| What the exercise asks |
Reproduce the listing below without changes, except that pictures are left out.

| Task inputs |
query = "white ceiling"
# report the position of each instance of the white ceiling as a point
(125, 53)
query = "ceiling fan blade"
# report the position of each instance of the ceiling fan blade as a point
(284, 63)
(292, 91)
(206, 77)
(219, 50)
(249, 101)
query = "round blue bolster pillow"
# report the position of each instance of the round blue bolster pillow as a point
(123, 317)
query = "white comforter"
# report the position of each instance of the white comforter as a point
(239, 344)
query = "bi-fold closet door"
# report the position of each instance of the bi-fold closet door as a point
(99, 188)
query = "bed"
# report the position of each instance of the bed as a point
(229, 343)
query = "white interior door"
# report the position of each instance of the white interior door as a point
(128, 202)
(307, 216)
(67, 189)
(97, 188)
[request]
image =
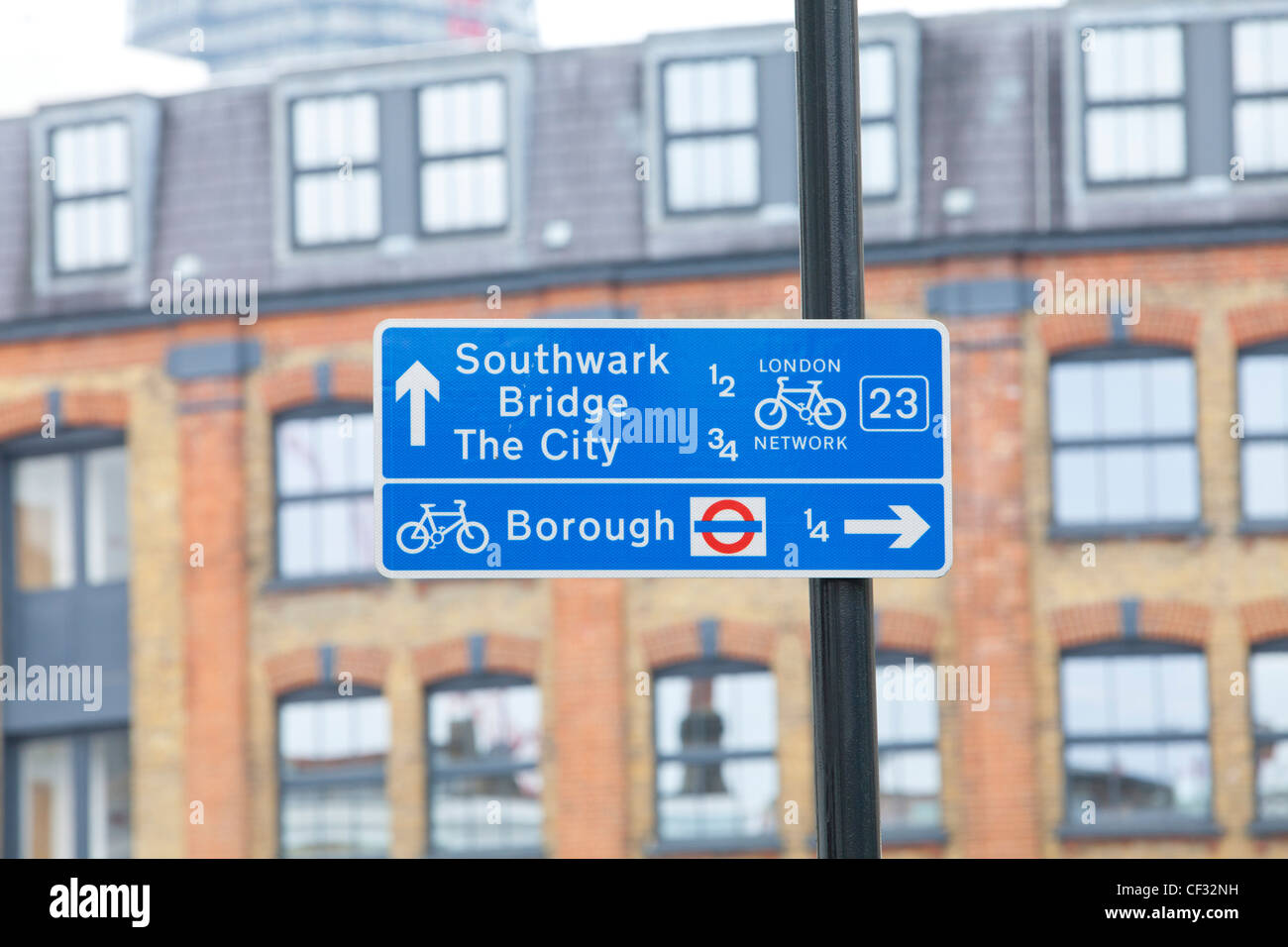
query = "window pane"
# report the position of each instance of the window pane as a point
(1175, 483)
(464, 195)
(1076, 492)
(880, 158)
(1126, 484)
(1273, 780)
(1138, 781)
(717, 800)
(1267, 684)
(333, 736)
(485, 812)
(709, 172)
(1265, 479)
(1085, 696)
(1263, 393)
(462, 118)
(44, 553)
(907, 706)
(1073, 401)
(1171, 395)
(730, 711)
(47, 799)
(498, 724)
(110, 795)
(334, 821)
(876, 81)
(107, 545)
(1124, 397)
(910, 788)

| Correct response |
query = "white ceiling"
# report the position of each instance of the white ceiling as a point
(125, 53)
query = "ceiling fan blade"
# report the position of each instance of the ceiling fan blade as a point
(284, 63)
(292, 91)
(206, 77)
(219, 50)
(249, 101)
query = "round blue bolster pillow"
# report the position of each instance of the round blue bolster pillow as a point
(123, 317)
query = "white comforter"
# report the position of each instance of the white comforter as a point
(239, 344)
query = "bi-fold closet door"
# report the position of each instance of the bi-fold closet door as a point
(99, 188)
query = "bed"
# report the position of each instance of the bed as a point
(229, 343)
query = "white interior door"
# report the position of each instance of the white interior door as a point
(128, 202)
(307, 216)
(67, 189)
(97, 188)
[request]
image =
query = "window pane"
# report the position of each instance of the window pane as a point
(1175, 483)
(464, 195)
(1076, 492)
(880, 158)
(1126, 484)
(1273, 780)
(1138, 781)
(717, 800)
(1267, 684)
(333, 736)
(485, 812)
(709, 172)
(1265, 479)
(1085, 696)
(1263, 393)
(462, 118)
(44, 553)
(907, 706)
(1073, 401)
(1171, 395)
(730, 711)
(47, 799)
(498, 724)
(110, 795)
(334, 821)
(876, 81)
(107, 545)
(1124, 397)
(910, 788)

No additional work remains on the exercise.